BEGIN INFORMATION PROVIDED

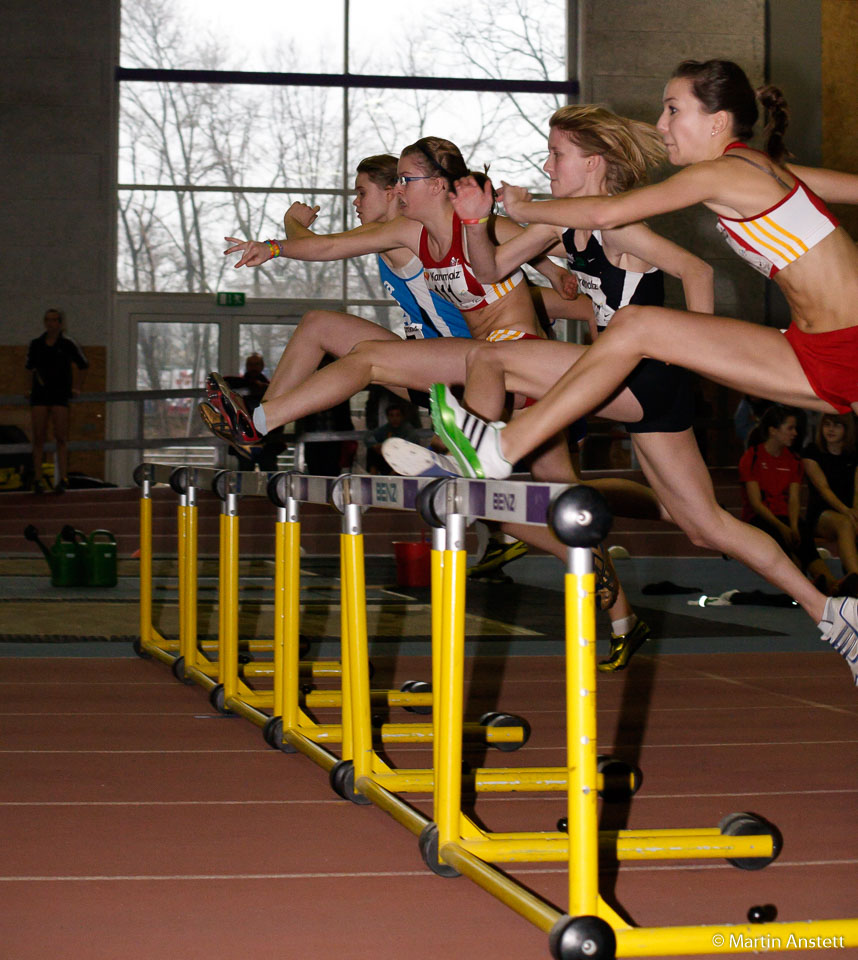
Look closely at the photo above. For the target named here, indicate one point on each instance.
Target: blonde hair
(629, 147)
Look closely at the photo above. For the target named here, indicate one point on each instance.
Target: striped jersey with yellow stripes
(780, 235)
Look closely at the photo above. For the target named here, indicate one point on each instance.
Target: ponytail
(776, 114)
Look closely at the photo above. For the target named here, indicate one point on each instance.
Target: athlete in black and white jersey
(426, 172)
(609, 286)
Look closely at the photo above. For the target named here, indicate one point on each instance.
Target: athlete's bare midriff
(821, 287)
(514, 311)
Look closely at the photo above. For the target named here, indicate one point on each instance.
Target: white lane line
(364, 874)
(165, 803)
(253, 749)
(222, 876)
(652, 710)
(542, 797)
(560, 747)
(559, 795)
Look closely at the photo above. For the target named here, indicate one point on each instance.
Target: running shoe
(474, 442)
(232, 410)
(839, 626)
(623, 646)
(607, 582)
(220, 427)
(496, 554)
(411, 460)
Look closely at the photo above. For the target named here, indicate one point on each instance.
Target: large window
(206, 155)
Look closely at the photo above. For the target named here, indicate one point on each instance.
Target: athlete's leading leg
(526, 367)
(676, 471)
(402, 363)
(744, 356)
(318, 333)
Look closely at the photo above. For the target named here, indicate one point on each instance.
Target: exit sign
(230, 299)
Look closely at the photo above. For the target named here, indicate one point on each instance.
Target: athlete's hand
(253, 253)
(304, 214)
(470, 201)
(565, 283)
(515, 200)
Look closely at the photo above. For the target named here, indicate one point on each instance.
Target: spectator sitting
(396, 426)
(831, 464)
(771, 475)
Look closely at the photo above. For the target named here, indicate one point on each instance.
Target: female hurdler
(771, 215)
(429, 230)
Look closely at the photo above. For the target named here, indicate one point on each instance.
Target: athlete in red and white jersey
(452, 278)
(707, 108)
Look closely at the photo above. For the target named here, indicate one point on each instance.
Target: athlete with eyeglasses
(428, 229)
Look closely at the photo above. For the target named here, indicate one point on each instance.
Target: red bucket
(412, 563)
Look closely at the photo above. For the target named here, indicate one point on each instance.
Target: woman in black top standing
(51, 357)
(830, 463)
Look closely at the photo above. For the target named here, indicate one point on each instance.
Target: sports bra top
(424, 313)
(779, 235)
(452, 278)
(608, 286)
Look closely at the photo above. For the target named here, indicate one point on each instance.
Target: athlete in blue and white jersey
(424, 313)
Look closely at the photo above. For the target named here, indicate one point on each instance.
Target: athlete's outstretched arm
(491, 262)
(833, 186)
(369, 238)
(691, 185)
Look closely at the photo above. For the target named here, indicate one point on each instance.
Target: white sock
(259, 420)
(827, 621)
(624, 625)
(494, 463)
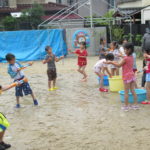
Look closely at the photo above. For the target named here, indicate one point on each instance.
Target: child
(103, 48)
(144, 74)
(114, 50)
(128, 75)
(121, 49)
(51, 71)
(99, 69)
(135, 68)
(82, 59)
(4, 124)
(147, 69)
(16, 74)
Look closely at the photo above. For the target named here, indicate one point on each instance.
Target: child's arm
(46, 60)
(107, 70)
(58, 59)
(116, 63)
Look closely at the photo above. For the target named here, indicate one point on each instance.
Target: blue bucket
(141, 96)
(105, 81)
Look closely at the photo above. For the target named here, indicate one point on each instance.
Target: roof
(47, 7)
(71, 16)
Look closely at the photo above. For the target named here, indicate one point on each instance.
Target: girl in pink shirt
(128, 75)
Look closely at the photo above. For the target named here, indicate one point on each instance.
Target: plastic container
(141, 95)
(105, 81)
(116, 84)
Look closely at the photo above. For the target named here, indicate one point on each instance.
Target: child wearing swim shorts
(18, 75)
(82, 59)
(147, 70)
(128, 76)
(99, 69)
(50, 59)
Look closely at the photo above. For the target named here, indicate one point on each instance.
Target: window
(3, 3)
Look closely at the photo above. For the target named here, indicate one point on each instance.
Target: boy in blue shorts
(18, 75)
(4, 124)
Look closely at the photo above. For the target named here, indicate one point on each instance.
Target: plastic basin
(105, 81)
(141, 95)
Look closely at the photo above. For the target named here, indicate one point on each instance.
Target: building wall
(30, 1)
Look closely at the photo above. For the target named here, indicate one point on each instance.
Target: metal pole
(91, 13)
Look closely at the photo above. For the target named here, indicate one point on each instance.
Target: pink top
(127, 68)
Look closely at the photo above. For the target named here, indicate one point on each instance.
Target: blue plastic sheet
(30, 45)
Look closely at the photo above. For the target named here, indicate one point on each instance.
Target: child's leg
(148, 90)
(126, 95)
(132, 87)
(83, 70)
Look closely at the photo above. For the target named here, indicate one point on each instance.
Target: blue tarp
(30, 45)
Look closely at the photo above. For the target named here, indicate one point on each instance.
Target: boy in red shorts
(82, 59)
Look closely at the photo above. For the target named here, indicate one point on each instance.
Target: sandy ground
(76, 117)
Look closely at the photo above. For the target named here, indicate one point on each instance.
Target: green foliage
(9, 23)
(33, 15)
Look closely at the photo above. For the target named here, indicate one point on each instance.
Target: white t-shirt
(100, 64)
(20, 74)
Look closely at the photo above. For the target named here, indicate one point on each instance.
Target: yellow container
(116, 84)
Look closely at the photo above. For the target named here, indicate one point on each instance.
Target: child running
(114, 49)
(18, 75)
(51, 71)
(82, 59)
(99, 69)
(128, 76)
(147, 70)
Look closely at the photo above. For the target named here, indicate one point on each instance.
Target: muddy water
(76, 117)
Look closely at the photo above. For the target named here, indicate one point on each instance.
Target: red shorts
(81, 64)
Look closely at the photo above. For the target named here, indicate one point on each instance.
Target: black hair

END INFORMATION PROVIDED

# PROBLEM DESCRIPTION
Quote all the records verbatim, dropping any pictures from your copy.

# ANSWER TO THE PROBLEM
Look closely at the photo above. For the target named here, indicate one point on each instance.
Target: blonde hair
(629, 147)
Look closely at the photo above. For the target named here, indicate one point on each instance.
Target: striped jersey with yellow stripes
(780, 235)
Look closely at the photo above. For the target named here, indicate one point on each instance.
Target: ponytail
(776, 114)
Look closely at the photo above. For the target named here, indicate one point on each instance.
Target: athlete in black and white jersey
(426, 172)
(609, 286)
Look closely at the photo above. For the target named here, indicate one point on each instance.
Target: athlete's bare midriff
(821, 287)
(514, 311)
Look closely at the photo above. For the target named here, indicate one point on each instance.
Target: white lane line
(364, 874)
(165, 803)
(253, 749)
(222, 876)
(652, 710)
(542, 797)
(560, 747)
(559, 795)
Look closely at the photo above. For the target named here, indicate one point on each instance.
Target: running shoe
(474, 442)
(232, 410)
(839, 626)
(623, 646)
(607, 582)
(220, 427)
(496, 554)
(411, 460)
Look closely at the photo above. For the target named here, indicate one point on each instance.
Target: large window
(206, 155)
Look closely at the photo above. For the target named here, indicate one point on each instance.
Target: athlete's leading leg
(526, 367)
(676, 471)
(402, 363)
(744, 356)
(318, 333)
Look closely at the photo above. For the target named here, indicate one point on each instance.
Target: exit sign
(230, 299)
Look closely at the photo above. For the target named here, indicate one point on each instance.
Target: athlete's hand
(253, 253)
(304, 214)
(470, 201)
(565, 283)
(515, 200)
Look closely at the photo above. For the target named here, indicate one point on each instance.
Target: spectator sitting
(396, 426)
(831, 464)
(771, 475)
Look closely at the photo above. For the target named here, indicate one point on each instance.
Target: female hurdler
(771, 215)
(429, 230)
Look closely at the photo above. For the target named here, indicate one point on each instance.
Target: athlete in red and white jersey
(452, 278)
(707, 108)
Look closely at the photo above. For the target named here, indicate one point on each instance.
Target: athlete with eyeglasses
(428, 229)
Look closely at the photo above. For the target named here, indicate one point on each instance.
Target: red bucket
(412, 563)
Look closely at the photo above. For the target named here, indicate one point on each instance.
Target: woman in black top standing
(51, 357)
(830, 463)
Look closely at the photo above. For the target named here, indicate one point on each instance.
Target: sports bra top
(424, 313)
(779, 235)
(452, 278)
(608, 286)
Look closely at the photo above. For the target named here, indicate one point on each instance.
Target: athlete in blue and white jersey
(424, 313)
Look closely at the photo above. For the target named here, indicate one point on each instance.
Target: athlete's outstretched arm
(491, 262)
(833, 186)
(369, 238)
(691, 185)
Look closely at the photo above. For the target named here, indicate one point on each instance.
Target: white sock
(259, 420)
(827, 621)
(624, 625)
(494, 463)
Look closely at the photo above. For the target named here, indicate one point on each instance.
Target: child
(103, 48)
(144, 74)
(114, 50)
(128, 75)
(121, 49)
(51, 71)
(99, 69)
(135, 68)
(82, 59)
(4, 124)
(147, 69)
(16, 74)
Look closely at the photo above. For the target named here, indicate one point on each instance.
Target: child's arm
(46, 60)
(107, 70)
(58, 59)
(116, 63)
Look closely at the photo above. For the target named here, indicate one point on each instance.
Target: blue bucket
(141, 96)
(105, 81)
Look closely at the photo above. For the target named here, indicate one point on each instance.
Target: roof
(47, 7)
(71, 16)
Look closely at the photo above. For the target named here, indicate one point on each instance.
Target: girl in pink shirt
(128, 75)
Look closely at the photo above. For the target named here, indicate one point on each instance.
Target: plastic container
(141, 95)
(105, 81)
(116, 84)
Look closely at the photo above. For the target named here, indicate one point on each instance.
Target: child wearing swim shorts
(18, 75)
(82, 59)
(147, 70)
(128, 76)
(99, 69)
(50, 59)
Look closely at the photo above. For the target named here, indicate one point on each instance.
Target: window
(3, 3)
Look closely at the photo above. For the target named here, indicate one point on each instance.
Target: boy in blue shorts
(18, 75)
(4, 124)
Look closely at the photo above. For the target named here, indicate one point on each instance.
Target: plastic basin
(105, 81)
(141, 95)
Look closely at the photo above. For the target named here, indicate one point on each instance.
Target: building wall
(30, 1)
Look closely at the photo above. For the target named here, indicate one point on each instance.
Target: metal pole
(91, 13)
Look closely at the photo above. For the target named here, indicate one point on each instance.
Target: pink top
(127, 68)
Look closely at the photo above. For the target named here, indicate one point on each instance.
Target: blue plastic sheet
(30, 45)
Look closely at the photo above. For the target named here, indicate one point on each instance.
Target: child's leg
(148, 90)
(126, 95)
(132, 87)
(83, 70)
Look closely at the photo above. For the target named here, indicate one point on each instance.
Target: blue tarp
(30, 45)
Look closely at the photo above. For the target named here, indicate one point on each instance.
Target: boy in red shorts
(82, 59)
Look closely at the photo above. For the target named here, indicate one point on each instance.
Target: sandy ground
(76, 117)
Look closely at the photo above. For the target named here, indicate one point on each instance.
Target: green foliage
(9, 23)
(33, 15)
Look closely at the photo above. For the target named here, indicate one point on each instance.
Target: white t-shirt
(100, 64)
(20, 74)
Look closely at the photo above. For the target named here, indicate one point on each instance.
Target: yellow container
(116, 84)
Look closely at the photo above. For the target named here, indicate one point on each instance.
Target: child running
(114, 49)
(18, 75)
(51, 71)
(82, 59)
(99, 69)
(128, 76)
(147, 70)
Look closely at the photo above. For the target named here, indicate one point on each instance.
Target: muddy water
(76, 117)
Look closely at the photo above. For the target named here, indicate one point on each instance.
Target: red shorts
(81, 64)
Look closely at the photo above. For the target named here, indicate one point on each instance.
Target: black hair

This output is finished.